- _Testo fornito_:
┌──
Così si esprimeva Napoleone Bonaparte all’indomani della fortunata campagna italica.
La sua invincibile “grande armée”, che sottomise buona parte dell’Europa continentale, ebbe gioco facile contro la frammentazione politico – territoriale che affliggeva l’Italia del settecento.
In realtà, tale peculiarità nazionale si era andata consolidando nel corso del rinascimento allorquando potenti signorie, eternamente rivali, divennero vere e proprie entità nazionali:
ciascuna aveva la propria moneta, la propria bandiera, il proprio esercito; il signore era il capo indiscusso.
L’Italia di oggi, purtroppo, non è tanto diversa da quella di allora e le divisioni territoriali sono diventate fratture insanabili: regioni, alcune a statuto speciale, comuni, comunità montane, città metropolitane, sono sempre più indipendenti dallo stato centrale.
Basti pensare alla “tassa di soggiorno” che, imposta in molte città d’arte, ricorda i dazi doganali dell’Italia del rinascimento, offendendo l’identità nazionale. Analogamente intollerabile è il comportamento di tanti amministratori che, ogniqualvolta torna in auge il default dell’Italia, propongono una secessione di convenienza, al fine di traghettare la propria microcomunità verso regioni o stati esteri più ricchi!
A peggiorare la situazione, l’asfissiante pressione fiscale che opprime i cittadini piuttosto che amministrarli. Grazie ad essa è stata finanziata una spesa pubblica “orientata al consenso”: in cambio di sostegno elettorale, alcuni, tra gli odierni “signori”, concedono appalti, posti di lavoro, affitti calmierati e benefit di ogni tipo.
Tale prassi, soprattutto in tempi di crisi, ha contribuito al dissesto della finanza locale il cui equilibrio è stato ottenuto a prezzo di una tassazione talvolta iniqua che si somma a quella dello Stato.
A ciò, come se non bastasse, si associa il rincaro delle tariffe dei servizi pubblici, l’incremento delle entrate straordinarie rivenienti da sanzioni comminate a vario titolo.
Quest’ultimo punto, poi, tra i più controversi e odiosi può essere foriero di divieti e prescrizioni assurde: limiti di velocità irragionevolmente bassi, proliferazione delle aree di sosta a pagamento, cambi repentini dei sensi di circolazione, semafori non a norma, sembrano essere, a vario titolo, una serie di espedienti per “fare cassa”.
Sembrerebbe, ma la questione è tutt’altro che trasparente, per ovvi motivi, che siano previsti degli incentivi economici per l’erogazione delle sanzioni; una sorta di premio di produttività. È certo, invece, che queste entrate straordinarie entrano nel bilancio previsionale degli enti locali per coprire uscite GIA’ DECISE. Ne consegue che la serenità e l’equilibrio della pubblica amministrazione locale vengono seriamente compromesse dalla necessità di fare cassa per coprire spese già effettuate.
└──
- _Materiale fornito_:
┌──
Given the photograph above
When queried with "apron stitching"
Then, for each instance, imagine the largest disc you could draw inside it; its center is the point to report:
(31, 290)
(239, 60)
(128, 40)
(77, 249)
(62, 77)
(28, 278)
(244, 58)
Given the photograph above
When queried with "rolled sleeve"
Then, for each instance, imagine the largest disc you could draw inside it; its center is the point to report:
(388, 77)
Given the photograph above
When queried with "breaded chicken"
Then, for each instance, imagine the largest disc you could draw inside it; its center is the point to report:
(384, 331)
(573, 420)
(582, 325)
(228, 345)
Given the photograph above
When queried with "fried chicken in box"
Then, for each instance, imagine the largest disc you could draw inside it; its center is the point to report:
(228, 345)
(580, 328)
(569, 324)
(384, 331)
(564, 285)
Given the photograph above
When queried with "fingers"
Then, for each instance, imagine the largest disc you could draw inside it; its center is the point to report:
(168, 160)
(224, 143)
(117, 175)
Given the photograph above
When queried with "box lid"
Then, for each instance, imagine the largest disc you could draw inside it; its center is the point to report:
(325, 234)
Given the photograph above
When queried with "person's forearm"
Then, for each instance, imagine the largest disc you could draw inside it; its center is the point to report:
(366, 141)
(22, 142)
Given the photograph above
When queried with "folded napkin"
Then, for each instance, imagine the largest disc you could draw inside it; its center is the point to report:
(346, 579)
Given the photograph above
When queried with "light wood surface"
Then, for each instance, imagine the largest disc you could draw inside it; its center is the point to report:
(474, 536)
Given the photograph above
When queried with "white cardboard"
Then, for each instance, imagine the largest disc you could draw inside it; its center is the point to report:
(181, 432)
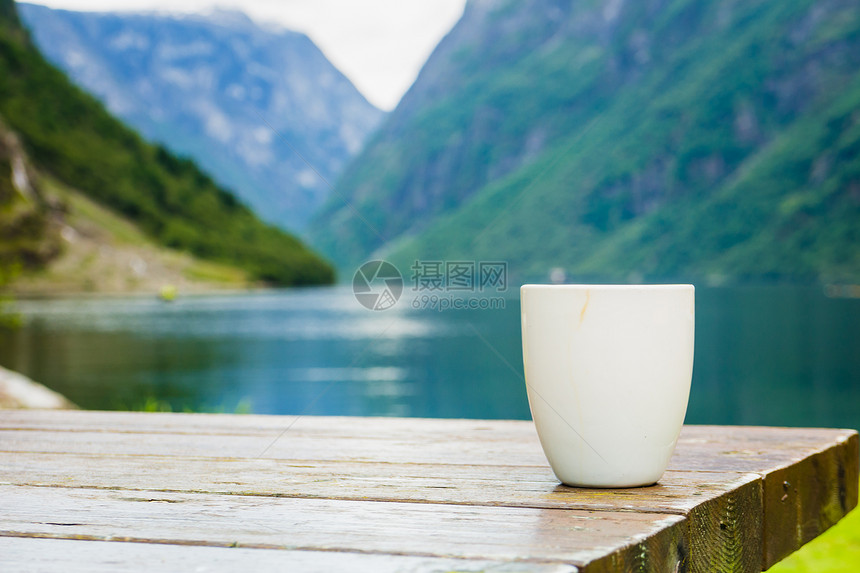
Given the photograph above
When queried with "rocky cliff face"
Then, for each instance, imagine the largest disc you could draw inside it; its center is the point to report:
(246, 103)
(606, 138)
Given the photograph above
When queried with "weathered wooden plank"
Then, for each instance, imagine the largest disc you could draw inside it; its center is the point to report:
(726, 531)
(527, 486)
(76, 556)
(701, 448)
(467, 461)
(429, 530)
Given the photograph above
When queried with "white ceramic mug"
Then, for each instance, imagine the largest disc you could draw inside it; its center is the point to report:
(608, 371)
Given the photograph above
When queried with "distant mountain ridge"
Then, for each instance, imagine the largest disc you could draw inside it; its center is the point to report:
(670, 139)
(243, 101)
(50, 126)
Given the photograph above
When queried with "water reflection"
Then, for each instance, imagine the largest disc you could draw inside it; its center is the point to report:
(769, 355)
└──
- _Elenco delle consegne_:
a – Traduci in inglese questa frase del testo sulla frammentazione dell'Italia: «Tale prassi, soprattutto in tempi di crisi, ha contribuito al dissesto della finanza locale il cui equilibrio è stato ottenuto a prezzo di una tassazione talvolta iniqua che si somma a quella dello Stato.»
b – Trascrivi senza alcuna modifica, dal testo sulla frammentazione dell'Italia, il passo che comincia con le parole contenenti «In realtà, tale» e termina con «il capo indiscusso.».
c – Prosegui il testo sulla frammentazione dell'Italia e sul peso del fisco locale, riprendendo subito dopo la sua ultima frase.

- _Soluzioni degli esercizi_:
a – This practice, especially in times of crisis, has contributed to the collapse of local finances, whose balance has been achieved at the cost of sometimes unfair taxation that adds to that of the State.

b –
In realtà, tale peculiarità nazionale si era andata consolidando nel corso del rinascimento allorquando potenti signorie, eternamente rivali, divennero vere e proprie entità nazionali:
ciascuna aveva la propria moneta, la propria bandiera, il proprio esercito; il signore era il capo indiscusso.

c –
Purtroppo il malcostume non finisce qui. Il cittadino è costretto, ad ulteriore beffa, a constatare in che modo i soldi pubblici finiscono col foraggiare interessi privati, appropriazioni indebite e, non da ultimo, il sistema clientelare: cantieri aperti per cambiare pavimentazioni ed arredi urbani nuovi di zecca, opere pubbliche la cui costruzione impiega decenni, la proliferazione di orribili “opere d’arte” che, oltre ad offendere il comune buongusto, rappresentano, spesso, un collaudato espediente per eludere i controlli sulla spesa.
Infatti se il costo di un chilometro di asfalto è facilmente determinabile, il valore “dell’arte” è potenzialmente illimitato (e, talvolta, molto soggettivo!).
Da un simile raffronto, si arriva a rimpiangere le signorie del rinascimento che, sebbene avessero soppiantato le libertà dell’età comunale, facevano sfoggio della loro grandezza, in termini culturali ed artistici: il mecenatismo di alcune famiglie, per esempio, ha cambiato per sempre la topografia delle principali città italiane, tra le più belle del mondo.
Tale “nostalgia” trae spunto anche dalla seguente riflessione:
Se il popolo aveva il diritto di rovesciare il signore, negli odierni comuni tale comportamento sarebbe sedizioso, eversivo, antidemocratico, penalmente perseguibile.
Il dissenso deve avvenire utilizzando strumenti democratici, primo tra tutti il diritto di voto.
Cosa accade a questo ineccepibile ragionamento nel momento in cui viene snaturata la partecipazione dei cittadini alla vita democratica non è ancora chiaro.
Così come non è chiaro cosa possa fare un elettore chiamato a pronunciarsi su una lista di eleggibili che dovrebbe essere, invece, un elenco di proscritti.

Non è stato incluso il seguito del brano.